• Задания
A. Перечислите все категории заключенных, которые, согласно отрывку о Каменеве, Пузырев включил в специальный список на освобождение.
B. Продолжите отрывок о Каменеве и освобождении заключенных в Одессе, начиная сразу после его последнего предложения.

• Отрывок из текста
━━━━━━━━━━━━━━━━━━━━━━━━━━━━━━

Незадолго до эвакуации, по утверждению Каменева, он занимался делом, который ему в юротдел передал Пузырев. Оно касалось трех ответработников, сбежавших с фронта. В последний же день все тот же Пузырев подготовил для него специальный список заключенных, которых он должен освободить: совслужащих, красноармейцев, бывших сотрудников ЧК, крестьян – участников немецкого восстания и всех тех, чьей жизни мог угрожать приход белых. Было освобождено около 70 человек. По его словам, подтвердить это могут заведующий тюремным подотделом комендатуры Ефимов [речь шла о Ефиме Семеновиче Ефимове (Шмуклеровском), которого не следует путать с бывшим политкомом 3-й армии Ефимом Иосифовичем Ефимовым (Гольфенбейном)], фигурирующим в нашей книге ранее, его помощник Орлов, старший канцелярист Борисов, курьеры и караульная команда, «которые не успели в последнюю минуту позорно бежать из Одессы».

━━━━━━━━━━━━━━━━━━━━━━━━━━━━━━

• Данные

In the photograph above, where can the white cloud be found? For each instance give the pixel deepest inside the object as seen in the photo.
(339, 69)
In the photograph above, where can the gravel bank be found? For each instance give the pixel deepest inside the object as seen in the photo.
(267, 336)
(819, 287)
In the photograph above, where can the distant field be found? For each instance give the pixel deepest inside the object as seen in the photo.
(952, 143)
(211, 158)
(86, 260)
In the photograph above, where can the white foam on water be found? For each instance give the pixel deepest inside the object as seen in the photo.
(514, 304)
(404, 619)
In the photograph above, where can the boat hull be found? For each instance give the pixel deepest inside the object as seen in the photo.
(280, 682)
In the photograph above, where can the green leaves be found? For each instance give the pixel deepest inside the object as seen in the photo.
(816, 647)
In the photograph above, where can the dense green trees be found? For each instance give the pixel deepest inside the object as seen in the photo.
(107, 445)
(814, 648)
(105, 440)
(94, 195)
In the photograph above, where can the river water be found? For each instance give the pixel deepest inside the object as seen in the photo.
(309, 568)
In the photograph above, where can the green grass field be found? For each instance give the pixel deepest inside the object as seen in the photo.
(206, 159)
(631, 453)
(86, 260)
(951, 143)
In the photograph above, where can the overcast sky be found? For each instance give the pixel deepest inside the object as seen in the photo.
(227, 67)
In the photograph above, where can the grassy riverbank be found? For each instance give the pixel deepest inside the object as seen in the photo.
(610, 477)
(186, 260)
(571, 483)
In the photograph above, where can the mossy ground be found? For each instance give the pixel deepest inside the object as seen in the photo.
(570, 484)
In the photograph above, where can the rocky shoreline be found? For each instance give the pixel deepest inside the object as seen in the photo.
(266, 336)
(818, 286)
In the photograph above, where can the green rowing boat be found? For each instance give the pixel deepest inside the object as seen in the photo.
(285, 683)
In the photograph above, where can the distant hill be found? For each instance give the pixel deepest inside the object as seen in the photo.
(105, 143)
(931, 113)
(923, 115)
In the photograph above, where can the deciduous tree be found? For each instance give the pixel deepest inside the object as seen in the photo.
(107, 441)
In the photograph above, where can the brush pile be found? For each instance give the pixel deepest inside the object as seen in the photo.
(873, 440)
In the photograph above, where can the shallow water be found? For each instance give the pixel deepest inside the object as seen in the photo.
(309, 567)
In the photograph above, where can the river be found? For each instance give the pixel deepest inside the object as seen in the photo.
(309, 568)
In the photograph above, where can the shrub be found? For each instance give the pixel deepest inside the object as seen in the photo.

━━━━━━━━━━━━━━━━━━━━━━━━━━━━━━

• Ответы
A.
- совслужащие
- красноармейцы
- бывшие сотрудники ЧК
- крестьяне – участники немецкого восстания
- все те, чьей жизни мог угрожать приход белых

B.
«В тот же день, – вспоминал Каменев, – я принимал участие в уничтожении всех бумаг, которые могли попасть к белогвардейцам и принести вред в комендатуре и инспекторской комнате, что могут подтвердить тт. Горожанин [410] , следователь по важнейшим делам (при Северном), Сниткин – зав районной разведкой, Бабкин – старший курьер, Рудницкий – зав следчастью и др. сотрудники» [411] . Отбыл Каменев из Одессы с последней партией чекистов: Пузыревым, Вихманом, Прокофьевым, Западным, Койфманом, знавшим его с 1908 года Абашем. В этом поезде уезжали комендант Одессы Савицкий, члены губкома и исполкома и, наконец, рабочие николаевского завода «Наваль», мобилизованные в чекистский батальон (оставленный в Одессе после отправки на фронт). Однако петлюровцы устроили засаду, перерезав полотно, в результате чего все пассажиры вынуждены были бежать кто куда. Благополучно добрались до относительно безопасного места далеко не все. В частности, были убиты петлюровцами «главный покровитель» Каменева Алексей Пузырев и бывший секретарь ОГЧК Михаил, ехавший в поезде уже не как чекист, а как партработник.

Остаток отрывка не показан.